=== DATA SUPPLIED ===

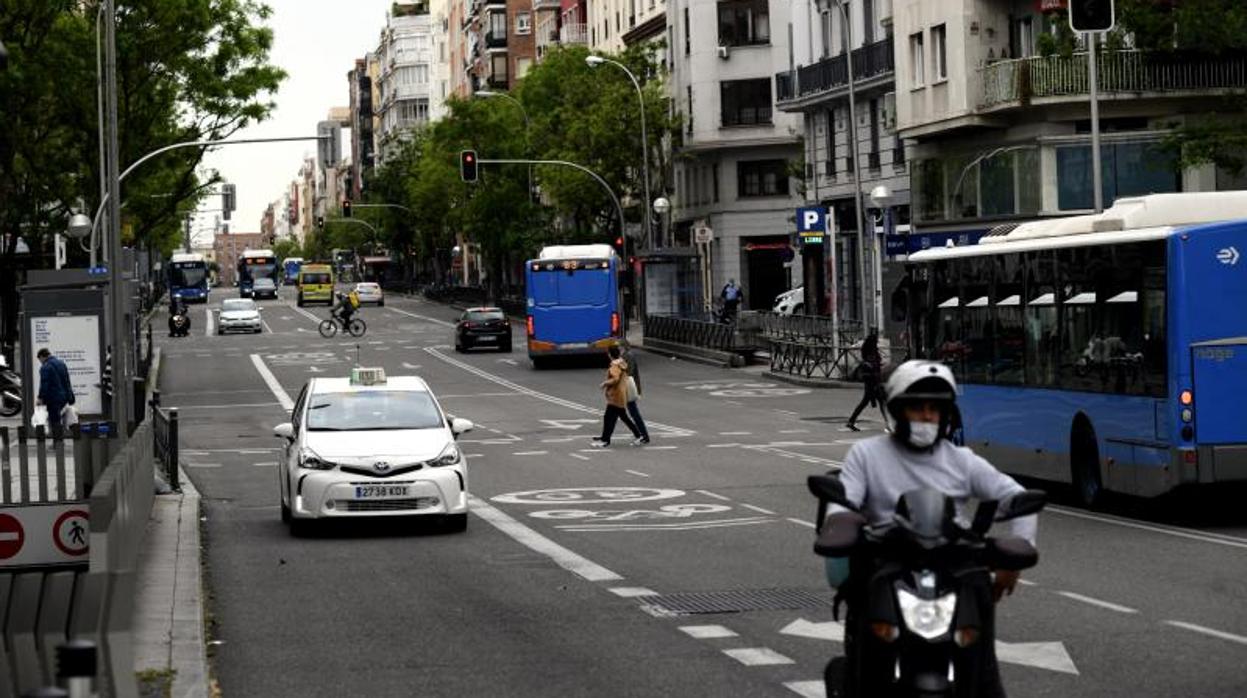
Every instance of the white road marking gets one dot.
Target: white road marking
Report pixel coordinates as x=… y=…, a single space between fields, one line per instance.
x=538 y=394
x=1218 y=539
x=807 y=688
x=535 y=541
x=1210 y=632
x=1099 y=602
x=632 y=592
x=707 y=632
x=434 y=320
x=273 y=384
x=757 y=657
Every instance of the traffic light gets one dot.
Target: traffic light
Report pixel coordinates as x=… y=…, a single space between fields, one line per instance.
x=468 y=165
x=1091 y=15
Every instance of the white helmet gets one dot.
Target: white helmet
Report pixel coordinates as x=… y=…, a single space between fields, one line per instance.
x=922 y=379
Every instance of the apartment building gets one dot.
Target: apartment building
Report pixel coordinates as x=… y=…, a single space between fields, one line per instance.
x=842 y=143
x=733 y=167
x=1000 y=121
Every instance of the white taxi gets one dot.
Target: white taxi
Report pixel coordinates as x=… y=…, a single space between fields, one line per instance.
x=370 y=445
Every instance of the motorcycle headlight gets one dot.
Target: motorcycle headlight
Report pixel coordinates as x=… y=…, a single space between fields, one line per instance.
x=312 y=461
x=449 y=456
x=927 y=618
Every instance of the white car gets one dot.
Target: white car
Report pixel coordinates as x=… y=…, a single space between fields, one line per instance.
x=240 y=314
x=370 y=445
x=791 y=302
x=369 y=292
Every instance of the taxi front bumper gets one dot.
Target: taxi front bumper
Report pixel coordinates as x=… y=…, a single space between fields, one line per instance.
x=336 y=494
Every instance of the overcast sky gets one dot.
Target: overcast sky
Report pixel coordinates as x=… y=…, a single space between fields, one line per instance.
x=317 y=43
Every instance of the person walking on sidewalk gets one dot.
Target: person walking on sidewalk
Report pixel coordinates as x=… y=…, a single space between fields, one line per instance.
x=55 y=390
x=872 y=370
x=634 y=394
x=616 y=399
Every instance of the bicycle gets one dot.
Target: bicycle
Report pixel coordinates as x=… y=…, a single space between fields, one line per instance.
x=328 y=328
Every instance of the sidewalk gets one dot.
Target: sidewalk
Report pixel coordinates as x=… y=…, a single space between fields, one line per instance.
x=168 y=611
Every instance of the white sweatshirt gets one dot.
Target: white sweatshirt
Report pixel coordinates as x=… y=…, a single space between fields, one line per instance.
x=878 y=470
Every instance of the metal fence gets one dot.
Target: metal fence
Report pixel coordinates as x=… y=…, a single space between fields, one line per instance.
x=1021 y=80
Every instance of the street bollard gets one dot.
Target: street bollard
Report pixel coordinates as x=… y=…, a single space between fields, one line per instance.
x=76 y=667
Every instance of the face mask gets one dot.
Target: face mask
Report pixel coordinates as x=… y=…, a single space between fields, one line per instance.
x=923 y=434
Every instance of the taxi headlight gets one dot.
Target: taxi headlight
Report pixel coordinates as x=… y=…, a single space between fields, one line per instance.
x=449 y=456
x=313 y=461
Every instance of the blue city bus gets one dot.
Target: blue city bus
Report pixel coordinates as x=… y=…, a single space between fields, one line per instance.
x=572 y=302
x=1109 y=352
x=253 y=264
x=188 y=277
x=291 y=266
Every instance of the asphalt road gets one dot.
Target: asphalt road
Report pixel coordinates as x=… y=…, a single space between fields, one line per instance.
x=677 y=568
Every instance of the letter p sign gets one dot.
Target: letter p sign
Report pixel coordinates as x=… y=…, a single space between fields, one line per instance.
x=812 y=219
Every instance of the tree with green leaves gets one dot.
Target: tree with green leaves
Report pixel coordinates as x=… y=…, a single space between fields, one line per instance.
x=187 y=70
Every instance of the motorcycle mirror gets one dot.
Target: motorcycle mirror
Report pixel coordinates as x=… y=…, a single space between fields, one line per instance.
x=1023 y=504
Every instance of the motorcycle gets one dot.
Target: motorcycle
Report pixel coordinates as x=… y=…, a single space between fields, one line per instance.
x=919 y=592
x=178 y=323
x=10 y=389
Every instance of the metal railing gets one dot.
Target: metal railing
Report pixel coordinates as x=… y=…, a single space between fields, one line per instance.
x=832 y=72
x=165 y=440
x=1020 y=80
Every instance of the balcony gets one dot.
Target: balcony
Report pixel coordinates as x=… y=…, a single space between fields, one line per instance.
x=574 y=34
x=829 y=77
x=1060 y=79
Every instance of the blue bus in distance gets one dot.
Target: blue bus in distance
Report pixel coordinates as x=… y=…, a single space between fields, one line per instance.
x=1109 y=350
x=572 y=302
x=188 y=277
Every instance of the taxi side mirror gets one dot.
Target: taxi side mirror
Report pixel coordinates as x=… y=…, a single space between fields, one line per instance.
x=286 y=430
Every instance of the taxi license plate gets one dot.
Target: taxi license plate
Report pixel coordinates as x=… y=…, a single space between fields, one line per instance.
x=380 y=491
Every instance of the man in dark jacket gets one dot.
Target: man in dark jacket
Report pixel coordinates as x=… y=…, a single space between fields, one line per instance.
x=55 y=390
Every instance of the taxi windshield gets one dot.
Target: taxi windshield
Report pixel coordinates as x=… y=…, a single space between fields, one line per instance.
x=373 y=410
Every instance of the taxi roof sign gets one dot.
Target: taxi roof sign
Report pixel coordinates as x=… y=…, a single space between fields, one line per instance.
x=361 y=375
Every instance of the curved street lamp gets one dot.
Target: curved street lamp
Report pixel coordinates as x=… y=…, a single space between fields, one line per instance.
x=594 y=61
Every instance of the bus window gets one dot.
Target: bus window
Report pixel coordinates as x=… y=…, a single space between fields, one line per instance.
x=1040 y=318
x=1010 y=335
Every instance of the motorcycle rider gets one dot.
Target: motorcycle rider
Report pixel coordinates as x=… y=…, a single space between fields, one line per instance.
x=919 y=454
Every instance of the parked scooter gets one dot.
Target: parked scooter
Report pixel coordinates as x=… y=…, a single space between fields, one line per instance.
x=10 y=389
x=178 y=320
x=920 y=613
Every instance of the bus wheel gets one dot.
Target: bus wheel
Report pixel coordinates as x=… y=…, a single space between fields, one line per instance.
x=1085 y=464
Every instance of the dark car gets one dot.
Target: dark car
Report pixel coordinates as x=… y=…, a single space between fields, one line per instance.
x=483 y=327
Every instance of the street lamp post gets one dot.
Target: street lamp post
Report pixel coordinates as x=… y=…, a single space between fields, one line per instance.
x=528 y=126
x=594 y=61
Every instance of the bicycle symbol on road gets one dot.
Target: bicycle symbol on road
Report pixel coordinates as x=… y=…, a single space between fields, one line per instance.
x=589 y=495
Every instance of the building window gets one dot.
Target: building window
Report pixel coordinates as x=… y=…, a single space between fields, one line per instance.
x=746 y=102
x=762 y=177
x=742 y=23
x=939 y=51
x=915 y=54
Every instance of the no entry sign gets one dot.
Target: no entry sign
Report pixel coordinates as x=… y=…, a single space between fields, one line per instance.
x=40 y=535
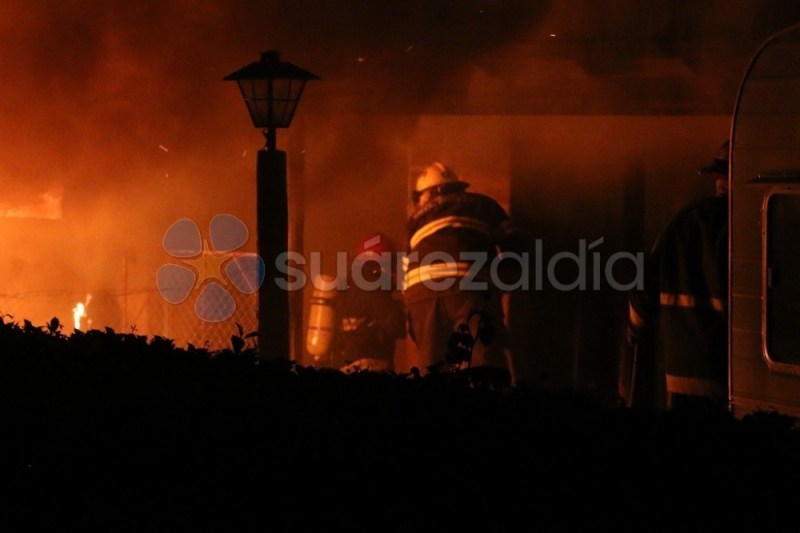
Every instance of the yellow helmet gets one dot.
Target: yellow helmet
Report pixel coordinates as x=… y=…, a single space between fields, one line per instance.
x=436 y=175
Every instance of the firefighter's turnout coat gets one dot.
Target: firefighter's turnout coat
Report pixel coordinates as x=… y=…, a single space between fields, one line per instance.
x=685 y=295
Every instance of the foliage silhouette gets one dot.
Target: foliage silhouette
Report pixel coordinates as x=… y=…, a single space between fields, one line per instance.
x=120 y=432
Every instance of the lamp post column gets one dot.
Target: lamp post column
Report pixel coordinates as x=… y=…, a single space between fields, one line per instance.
x=272 y=215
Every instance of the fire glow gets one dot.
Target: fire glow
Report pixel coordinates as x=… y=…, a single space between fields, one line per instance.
x=79 y=312
x=46 y=205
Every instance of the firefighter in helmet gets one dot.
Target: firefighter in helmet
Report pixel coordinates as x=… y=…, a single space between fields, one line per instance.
x=453 y=301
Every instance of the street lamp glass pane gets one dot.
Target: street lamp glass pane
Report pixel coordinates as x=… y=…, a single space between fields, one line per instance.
x=285 y=96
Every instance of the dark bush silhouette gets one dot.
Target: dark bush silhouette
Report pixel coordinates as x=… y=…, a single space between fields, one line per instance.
x=119 y=432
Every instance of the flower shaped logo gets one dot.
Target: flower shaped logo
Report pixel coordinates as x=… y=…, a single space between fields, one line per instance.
x=210 y=268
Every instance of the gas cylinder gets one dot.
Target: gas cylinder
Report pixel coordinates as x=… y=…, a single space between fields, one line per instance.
x=322 y=318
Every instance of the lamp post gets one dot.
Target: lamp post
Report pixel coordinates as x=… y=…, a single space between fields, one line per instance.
x=271 y=89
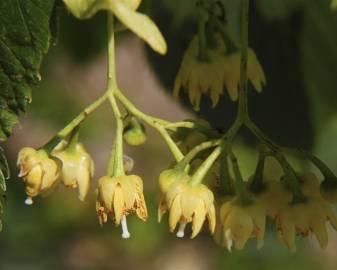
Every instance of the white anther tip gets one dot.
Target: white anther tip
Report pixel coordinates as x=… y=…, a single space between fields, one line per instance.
x=29 y=201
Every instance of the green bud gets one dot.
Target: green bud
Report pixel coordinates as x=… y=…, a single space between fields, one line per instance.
x=328 y=189
x=134 y=132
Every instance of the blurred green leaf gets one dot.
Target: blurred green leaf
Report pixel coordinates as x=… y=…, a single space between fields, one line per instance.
x=24 y=39
x=4 y=170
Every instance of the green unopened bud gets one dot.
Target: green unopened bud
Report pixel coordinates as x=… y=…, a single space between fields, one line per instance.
x=328 y=189
x=134 y=132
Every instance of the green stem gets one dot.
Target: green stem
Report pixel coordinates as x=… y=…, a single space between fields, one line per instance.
x=291 y=177
x=63 y=133
x=257 y=181
x=156 y=123
x=73 y=139
x=243 y=93
x=195 y=151
x=201 y=172
x=231 y=47
x=325 y=170
x=203 y=55
x=240 y=186
x=116 y=164
x=225 y=178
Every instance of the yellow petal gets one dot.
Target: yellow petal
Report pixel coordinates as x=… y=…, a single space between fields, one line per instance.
x=118 y=205
x=162 y=209
x=141 y=209
x=211 y=217
x=198 y=219
x=83 y=180
x=175 y=213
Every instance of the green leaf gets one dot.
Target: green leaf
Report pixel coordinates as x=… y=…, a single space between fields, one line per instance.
x=24 y=39
x=124 y=10
x=4 y=171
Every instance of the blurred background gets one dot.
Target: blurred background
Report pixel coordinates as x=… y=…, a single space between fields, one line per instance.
x=295 y=41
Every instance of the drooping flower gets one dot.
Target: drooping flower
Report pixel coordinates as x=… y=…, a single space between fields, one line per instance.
x=305 y=218
x=200 y=77
x=333 y=4
x=118 y=197
x=39 y=171
x=77 y=168
x=273 y=197
x=239 y=222
x=231 y=72
x=328 y=190
x=189 y=204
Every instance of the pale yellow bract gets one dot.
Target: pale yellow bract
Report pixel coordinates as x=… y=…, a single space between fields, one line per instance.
x=125 y=11
x=219 y=71
x=120 y=196
x=38 y=170
x=77 y=168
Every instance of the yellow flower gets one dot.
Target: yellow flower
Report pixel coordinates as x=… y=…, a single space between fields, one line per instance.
x=274 y=196
x=309 y=184
x=239 y=222
x=118 y=197
x=200 y=77
x=38 y=170
x=187 y=203
x=303 y=219
x=77 y=168
x=231 y=72
x=333 y=4
x=328 y=190
x=166 y=179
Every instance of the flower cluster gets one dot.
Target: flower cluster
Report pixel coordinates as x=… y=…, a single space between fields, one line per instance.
x=220 y=70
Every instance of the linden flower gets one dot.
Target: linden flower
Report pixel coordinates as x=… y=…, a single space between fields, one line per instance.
x=200 y=77
x=38 y=170
x=273 y=197
x=187 y=203
x=240 y=222
x=309 y=184
x=304 y=219
x=334 y=4
x=77 y=168
x=231 y=74
x=118 y=197
x=328 y=190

===

Reproduce nothing but the lines from the line containing "Every instance of the pale" to the last line of the data, each exactly as written.

OUTPUT OF THE TASK -
Every instance of the pale yellow bract gets one dot.
Target: pale yellow bract
Report pixel coordinates as x=… y=…, a single space between fields, one line per instance.
x=125 y=11
x=219 y=71
x=120 y=196
x=38 y=170
x=77 y=168
Every instance of the yellow flower gets one dot.
Target: yellow flower
Report pixel coordinates as x=… y=…, a single space between fields, one line per instance.
x=274 y=196
x=309 y=184
x=239 y=222
x=118 y=197
x=200 y=77
x=38 y=170
x=187 y=203
x=303 y=219
x=77 y=168
x=231 y=72
x=333 y=4
x=328 y=190
x=166 y=179
Every instance of the flower cluster gets one dot.
Target: flower cluster
Report pixel coordinates as x=… y=…, a single space between fields, one line per instance.
x=220 y=70
Every instance of the linden flower gets one dot.
Target: linden flower
Report pixel coordinates as x=… y=…, a single space between fields, one line per instance.
x=200 y=77
x=38 y=170
x=273 y=197
x=187 y=203
x=240 y=222
x=309 y=184
x=304 y=219
x=334 y=4
x=77 y=168
x=231 y=74
x=118 y=197
x=328 y=190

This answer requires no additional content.